- _WORK TO COMPLETE_: Rewrite the entries below as a numbered list with no blank lines, and omit the pictures from your version.

-- Begin --

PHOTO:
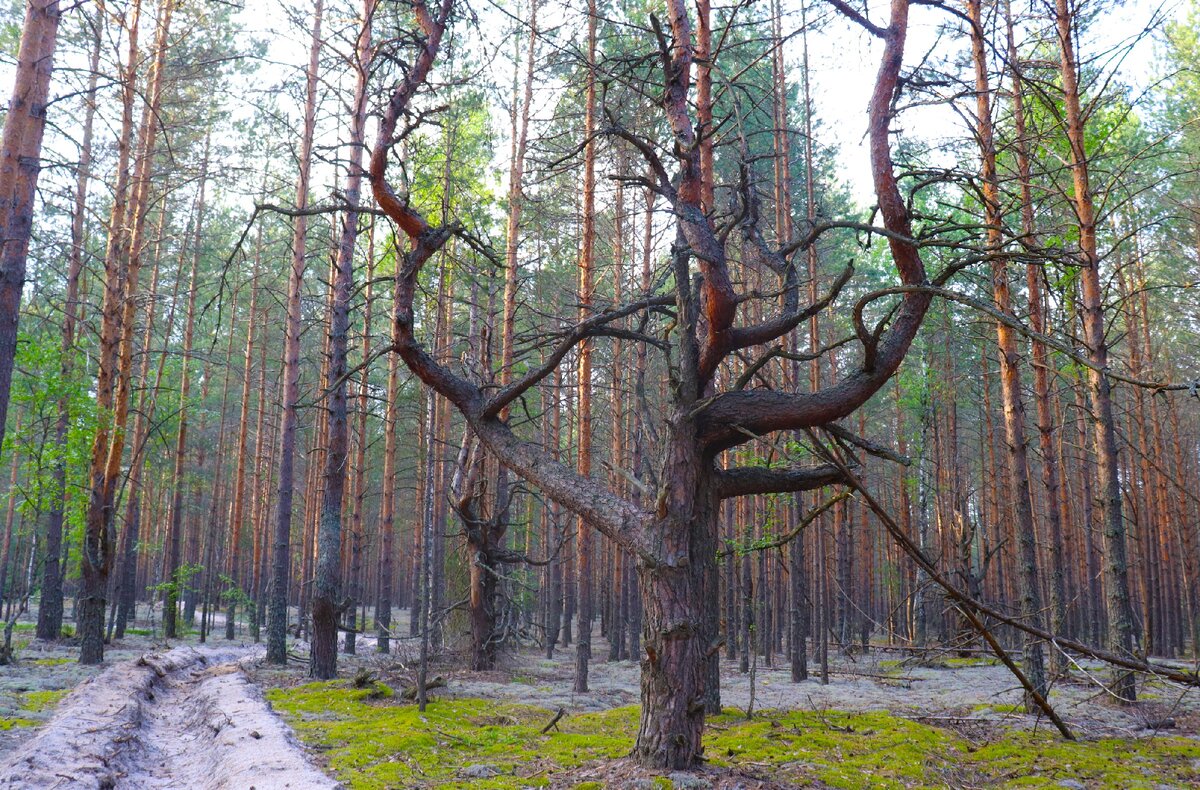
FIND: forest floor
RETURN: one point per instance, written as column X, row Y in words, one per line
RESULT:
column 190, row 716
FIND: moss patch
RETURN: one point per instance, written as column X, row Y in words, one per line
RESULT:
column 10, row 722
column 385, row 744
column 1039, row 760
column 840, row 749
column 41, row 701
column 388, row 743
column 958, row 663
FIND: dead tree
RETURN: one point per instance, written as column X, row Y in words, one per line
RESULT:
column 675, row 538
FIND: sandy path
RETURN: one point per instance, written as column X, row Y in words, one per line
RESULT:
column 187, row 718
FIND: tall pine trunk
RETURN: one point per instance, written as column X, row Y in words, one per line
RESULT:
column 1122, row 638
column 277, row 612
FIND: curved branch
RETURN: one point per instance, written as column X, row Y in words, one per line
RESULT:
column 744, row 480
column 588, row 328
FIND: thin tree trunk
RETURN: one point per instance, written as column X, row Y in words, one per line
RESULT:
column 587, row 285
column 21, row 155
column 239, row 485
column 327, row 608
column 1009, row 372
column 174, row 579
column 123, row 262
column 277, row 614
column 49, row 610
column 1041, row 361
column 1122, row 638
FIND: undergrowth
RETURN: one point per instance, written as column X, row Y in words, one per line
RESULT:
column 485, row 743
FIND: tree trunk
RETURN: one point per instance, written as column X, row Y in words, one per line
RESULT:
column 277, row 614
column 174, row 579
column 327, row 606
column 1121, row 623
column 1009, row 372
column 21, row 155
column 123, row 262
column 587, row 285
column 49, row 610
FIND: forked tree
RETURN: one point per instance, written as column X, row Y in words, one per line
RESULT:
column 675, row 537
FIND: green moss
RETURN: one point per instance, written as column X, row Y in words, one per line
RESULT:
column 1041, row 760
column 840, row 749
column 957, row 663
column 39, row 701
column 996, row 707
column 372, row 743
column 394, row 744
column 11, row 722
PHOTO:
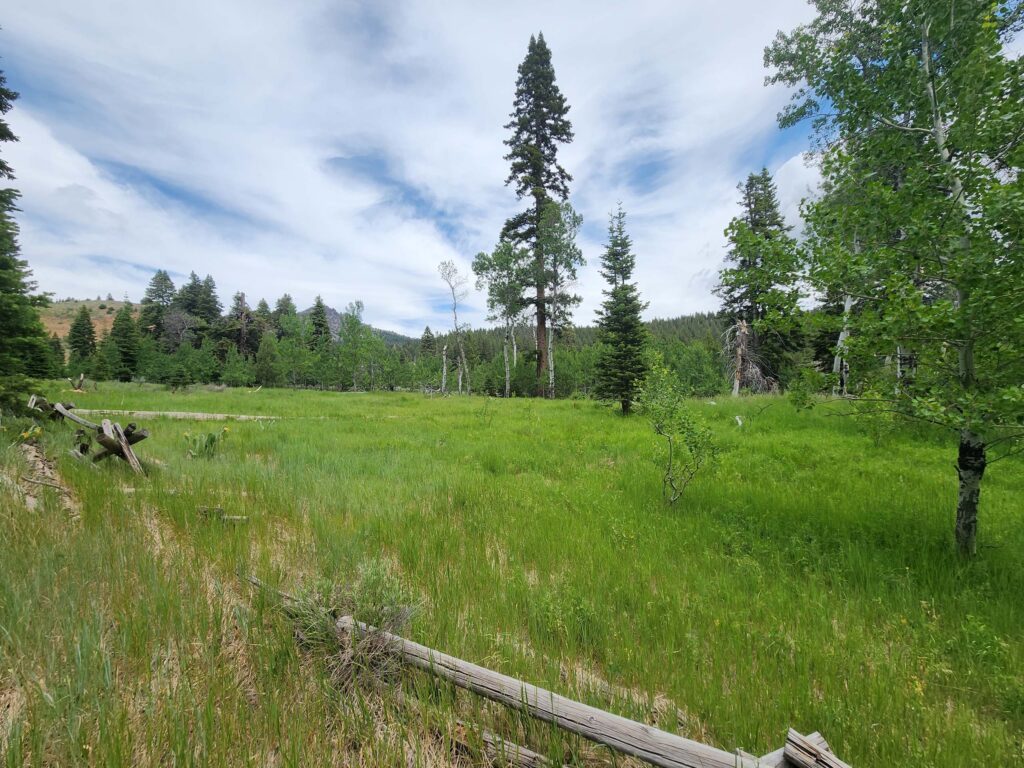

-- End --

- _ANSWER FOR THIS EXERCISE_:
1. PHOTO:
2. FIND: forest floor
3. RETURN: one point per instance, written as column X, row Y in words, one per line
4. RESULT:
5. column 190, row 716
6. FIND: moss patch
7. RETURN: one point per instance, written as column X, row Y in words, one per line
8. RESULT:
9. column 10, row 722
10. column 385, row 744
11. column 1039, row 760
12. column 840, row 749
13. column 41, row 701
14. column 388, row 743
15. column 958, row 663
16. FIND: dead tree
17. RETURN: one point per instance, written as column X, row Y in words, one per line
18. RESULT:
19. column 675, row 538
20. FIND: sandy path
21. RETURN: one point per instance, written as column X, row Y in words, one per line
22. RESULT:
23. column 187, row 718
24. FIND: tall pine trunk
25. RETURN: one point per instance, written as column X, row Y in words, one per line
26. RESULT:
27. column 1122, row 638
28. column 277, row 612
29. FIND: curved branch
30. RETURN: one point per instance, written as column X, row Y in words, one per line
31. RESULT:
32. column 744, row 480
33. column 588, row 328
34. FIND: thin tree trunk
35. RETURN: one point per instance, written as column X, row Y in words, one per line
36. RESULT:
37. column 587, row 285
38. column 21, row 155
39. column 239, row 485
40. column 327, row 608
41. column 1009, row 372
42. column 174, row 579
43. column 123, row 262
44. column 277, row 614
45. column 49, row 610
46. column 1041, row 361
47. column 1122, row 638
48. FIND: undergrowth
49. RETURN: one point per instance, written as column X, row Y in words, one per line
50. RESULT:
51. column 485, row 743
52. FIND: tree trunk
53. RETURN: one point per instance, written as column X, row Y in words, one per line
54. RESULT:
55. column 277, row 614
56. column 174, row 579
57. column 327, row 606
58. column 1121, row 623
59. column 1009, row 372
60. column 21, row 155
61. column 123, row 262
62. column 587, row 285
63. column 49, row 610
64. FIND: forked tree
65. RETURN: one point per instance, written as column X, row Y in words, one per line
66. RESULT:
67. column 675, row 537
68. FIND: green moss
69. RETURN: one point per instance, written as column X, row Y in words, one per line
70. RESULT:
71. column 1041, row 760
72. column 840, row 749
73. column 957, row 663
74. column 39, row 701
75. column 996, row 707
76. column 372, row 743
77. column 394, row 744
78. column 11, row 722
79. PHOTO:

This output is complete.